DO THIS —
Please print the rows from the line with "Can you see the red fabric?" through the last of the rows, including both, copying them verbatim.

----

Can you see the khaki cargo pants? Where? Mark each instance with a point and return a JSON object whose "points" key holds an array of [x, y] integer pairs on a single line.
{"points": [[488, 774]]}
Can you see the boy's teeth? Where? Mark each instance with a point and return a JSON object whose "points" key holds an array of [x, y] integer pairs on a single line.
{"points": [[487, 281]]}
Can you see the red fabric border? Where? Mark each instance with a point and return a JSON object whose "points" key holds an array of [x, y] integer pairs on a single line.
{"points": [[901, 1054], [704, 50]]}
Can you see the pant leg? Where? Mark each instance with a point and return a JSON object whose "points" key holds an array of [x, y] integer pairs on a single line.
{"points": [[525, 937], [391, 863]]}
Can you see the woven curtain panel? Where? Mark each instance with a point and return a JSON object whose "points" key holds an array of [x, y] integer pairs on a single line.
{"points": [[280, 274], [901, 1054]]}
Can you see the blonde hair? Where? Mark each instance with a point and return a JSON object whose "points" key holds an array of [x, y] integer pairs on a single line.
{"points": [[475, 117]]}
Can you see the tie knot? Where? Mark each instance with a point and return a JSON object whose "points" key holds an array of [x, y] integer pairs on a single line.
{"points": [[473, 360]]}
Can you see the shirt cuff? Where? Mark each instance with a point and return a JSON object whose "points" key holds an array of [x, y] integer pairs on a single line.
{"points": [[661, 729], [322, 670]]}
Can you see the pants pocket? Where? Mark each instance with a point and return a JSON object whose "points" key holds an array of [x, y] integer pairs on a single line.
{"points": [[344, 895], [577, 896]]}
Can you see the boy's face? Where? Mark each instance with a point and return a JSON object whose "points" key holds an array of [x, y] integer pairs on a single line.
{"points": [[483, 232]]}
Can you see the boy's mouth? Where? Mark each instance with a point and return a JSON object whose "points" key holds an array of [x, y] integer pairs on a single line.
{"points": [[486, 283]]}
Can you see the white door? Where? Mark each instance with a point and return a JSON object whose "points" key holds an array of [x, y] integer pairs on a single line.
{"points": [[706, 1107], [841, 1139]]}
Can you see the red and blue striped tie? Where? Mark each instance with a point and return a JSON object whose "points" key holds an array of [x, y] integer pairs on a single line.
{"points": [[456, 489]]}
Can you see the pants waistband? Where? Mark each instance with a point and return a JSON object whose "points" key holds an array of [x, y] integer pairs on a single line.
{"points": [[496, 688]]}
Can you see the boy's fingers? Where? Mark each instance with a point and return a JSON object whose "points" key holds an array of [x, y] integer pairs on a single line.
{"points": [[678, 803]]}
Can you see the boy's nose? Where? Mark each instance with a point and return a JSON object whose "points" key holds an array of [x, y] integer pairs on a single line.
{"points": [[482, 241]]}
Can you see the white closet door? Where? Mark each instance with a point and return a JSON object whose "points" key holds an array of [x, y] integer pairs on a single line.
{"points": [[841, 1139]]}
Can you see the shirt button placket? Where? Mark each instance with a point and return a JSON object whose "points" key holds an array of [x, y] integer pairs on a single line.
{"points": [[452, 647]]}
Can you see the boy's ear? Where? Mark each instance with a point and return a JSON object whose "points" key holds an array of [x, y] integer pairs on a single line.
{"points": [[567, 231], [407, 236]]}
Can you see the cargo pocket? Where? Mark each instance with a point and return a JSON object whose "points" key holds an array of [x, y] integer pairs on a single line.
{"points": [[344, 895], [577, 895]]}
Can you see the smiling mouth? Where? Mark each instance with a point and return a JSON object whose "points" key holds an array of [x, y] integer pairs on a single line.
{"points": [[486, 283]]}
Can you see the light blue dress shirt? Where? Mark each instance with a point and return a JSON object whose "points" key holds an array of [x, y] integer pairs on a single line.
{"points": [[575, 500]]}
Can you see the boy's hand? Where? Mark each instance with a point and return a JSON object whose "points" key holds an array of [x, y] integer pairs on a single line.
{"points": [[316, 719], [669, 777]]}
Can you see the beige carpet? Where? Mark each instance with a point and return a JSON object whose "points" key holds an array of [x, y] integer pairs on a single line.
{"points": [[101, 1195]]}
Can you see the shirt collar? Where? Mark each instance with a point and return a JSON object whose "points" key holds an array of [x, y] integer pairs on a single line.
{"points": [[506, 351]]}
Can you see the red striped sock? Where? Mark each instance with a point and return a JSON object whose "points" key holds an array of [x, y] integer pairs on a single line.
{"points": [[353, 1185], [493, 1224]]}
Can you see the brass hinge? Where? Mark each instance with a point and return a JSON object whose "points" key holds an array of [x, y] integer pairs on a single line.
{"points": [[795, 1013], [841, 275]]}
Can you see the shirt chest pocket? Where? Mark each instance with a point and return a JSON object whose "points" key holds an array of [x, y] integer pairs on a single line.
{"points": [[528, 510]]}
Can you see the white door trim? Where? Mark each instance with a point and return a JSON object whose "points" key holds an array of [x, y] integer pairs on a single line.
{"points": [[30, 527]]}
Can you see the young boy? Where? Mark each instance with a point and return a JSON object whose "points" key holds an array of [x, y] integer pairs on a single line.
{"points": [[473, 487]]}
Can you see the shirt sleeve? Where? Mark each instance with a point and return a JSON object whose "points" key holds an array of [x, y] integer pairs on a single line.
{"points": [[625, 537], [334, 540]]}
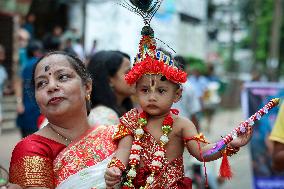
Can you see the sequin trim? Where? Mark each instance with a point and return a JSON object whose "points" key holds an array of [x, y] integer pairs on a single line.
{"points": [[90, 150], [32, 171]]}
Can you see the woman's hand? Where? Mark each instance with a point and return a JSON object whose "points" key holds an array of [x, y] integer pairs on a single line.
{"points": [[242, 139], [112, 177]]}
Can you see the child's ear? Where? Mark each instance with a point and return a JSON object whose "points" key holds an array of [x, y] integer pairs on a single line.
{"points": [[178, 95]]}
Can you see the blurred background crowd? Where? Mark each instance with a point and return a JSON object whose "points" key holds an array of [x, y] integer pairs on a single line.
{"points": [[221, 43]]}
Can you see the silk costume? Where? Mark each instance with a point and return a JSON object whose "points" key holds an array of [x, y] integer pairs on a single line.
{"points": [[171, 175]]}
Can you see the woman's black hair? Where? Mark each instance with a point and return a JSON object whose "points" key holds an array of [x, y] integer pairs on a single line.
{"points": [[102, 66], [76, 64]]}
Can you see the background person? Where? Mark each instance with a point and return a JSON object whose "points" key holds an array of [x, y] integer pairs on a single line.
{"points": [[110, 96]]}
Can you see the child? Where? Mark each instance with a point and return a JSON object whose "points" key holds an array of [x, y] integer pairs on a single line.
{"points": [[159, 134], [3, 78]]}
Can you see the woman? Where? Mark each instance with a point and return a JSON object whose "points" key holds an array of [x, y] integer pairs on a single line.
{"points": [[110, 96], [28, 111], [66, 150]]}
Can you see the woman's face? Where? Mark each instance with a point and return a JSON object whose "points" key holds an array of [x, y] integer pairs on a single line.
{"points": [[118, 82], [58, 88]]}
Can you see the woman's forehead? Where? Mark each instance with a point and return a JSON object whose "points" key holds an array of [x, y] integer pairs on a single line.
{"points": [[53, 62]]}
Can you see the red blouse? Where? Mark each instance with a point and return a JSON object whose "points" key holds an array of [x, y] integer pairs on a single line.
{"points": [[32, 162]]}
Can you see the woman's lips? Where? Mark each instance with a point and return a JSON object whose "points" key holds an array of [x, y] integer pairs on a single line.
{"points": [[152, 106], [55, 100]]}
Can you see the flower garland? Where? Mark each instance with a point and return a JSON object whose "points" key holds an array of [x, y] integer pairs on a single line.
{"points": [[135, 152]]}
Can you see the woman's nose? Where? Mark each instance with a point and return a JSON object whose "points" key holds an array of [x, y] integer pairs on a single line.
{"points": [[52, 86]]}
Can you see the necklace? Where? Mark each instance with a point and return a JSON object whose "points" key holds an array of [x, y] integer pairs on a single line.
{"points": [[136, 149], [60, 135]]}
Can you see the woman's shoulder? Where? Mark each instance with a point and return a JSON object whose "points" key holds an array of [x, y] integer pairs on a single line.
{"points": [[36, 145], [103, 115]]}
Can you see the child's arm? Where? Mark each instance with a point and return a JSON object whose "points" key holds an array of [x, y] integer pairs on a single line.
{"points": [[119, 162], [197, 147]]}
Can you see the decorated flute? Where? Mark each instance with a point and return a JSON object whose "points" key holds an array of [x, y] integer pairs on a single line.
{"points": [[242, 128]]}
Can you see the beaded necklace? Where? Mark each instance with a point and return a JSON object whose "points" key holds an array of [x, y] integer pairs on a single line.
{"points": [[136, 149]]}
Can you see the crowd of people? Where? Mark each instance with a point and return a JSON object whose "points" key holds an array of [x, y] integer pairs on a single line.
{"points": [[96, 133]]}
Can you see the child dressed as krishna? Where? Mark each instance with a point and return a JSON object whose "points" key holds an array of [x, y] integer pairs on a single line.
{"points": [[159, 134]]}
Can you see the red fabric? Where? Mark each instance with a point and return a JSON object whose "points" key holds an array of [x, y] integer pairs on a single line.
{"points": [[225, 168], [140, 179], [36, 145], [185, 183], [40, 120]]}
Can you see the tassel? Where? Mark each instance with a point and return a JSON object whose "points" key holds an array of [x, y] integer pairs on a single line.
{"points": [[225, 168]]}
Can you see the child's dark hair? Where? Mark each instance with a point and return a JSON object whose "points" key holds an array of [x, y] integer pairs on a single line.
{"points": [[76, 64]]}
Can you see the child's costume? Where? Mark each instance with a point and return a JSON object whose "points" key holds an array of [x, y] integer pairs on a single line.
{"points": [[157, 171]]}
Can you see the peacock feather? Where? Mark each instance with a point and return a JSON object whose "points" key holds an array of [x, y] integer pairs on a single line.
{"points": [[144, 8]]}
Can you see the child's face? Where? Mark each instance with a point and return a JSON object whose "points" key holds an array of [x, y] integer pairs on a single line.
{"points": [[156, 96]]}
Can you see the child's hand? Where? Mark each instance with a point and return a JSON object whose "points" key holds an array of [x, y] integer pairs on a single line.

----

EXERCISE OUTPUT —
Can you see the red fabric? Where? Mark each instance with a point and return a JSON object whose "points" key holds an array of [x, y] integer pairs on a single line.
{"points": [[225, 168], [140, 179], [36, 145], [185, 183], [40, 120]]}
Can you see the tassel? Where? Mark each instance with a point and return a JSON object whose "points" key holds an array of [x, y] integer pairs on a single line.
{"points": [[225, 168]]}
Can you see the child's dark hair? Where? Mark each instance with a point and return a JSON object whose "points" key holds an array of [x, y] integer pairs on a single line.
{"points": [[76, 64]]}
Can you see the child's costume? Where? Mark each instance with a point and return a JSON object whose "points" key holds an array of [x, y] integer pairs on a single line.
{"points": [[157, 171]]}
Can you see the peacock feather? Where? Mark each instance with a point and return a JSON object whose "points" key holds an array of [x, y] integer pairs on a single line.
{"points": [[144, 8]]}
Can you see the child's face? Where? Mark each instance with a point and return a JSON object whose "points" key holds an array of [x, y] integer pairs on a single line.
{"points": [[156, 96]]}
Can you see the child's hand? Where? Mark each instance with a point and return a JSON object whose "points" key holds an array of [x, y] integer pairs on a single line.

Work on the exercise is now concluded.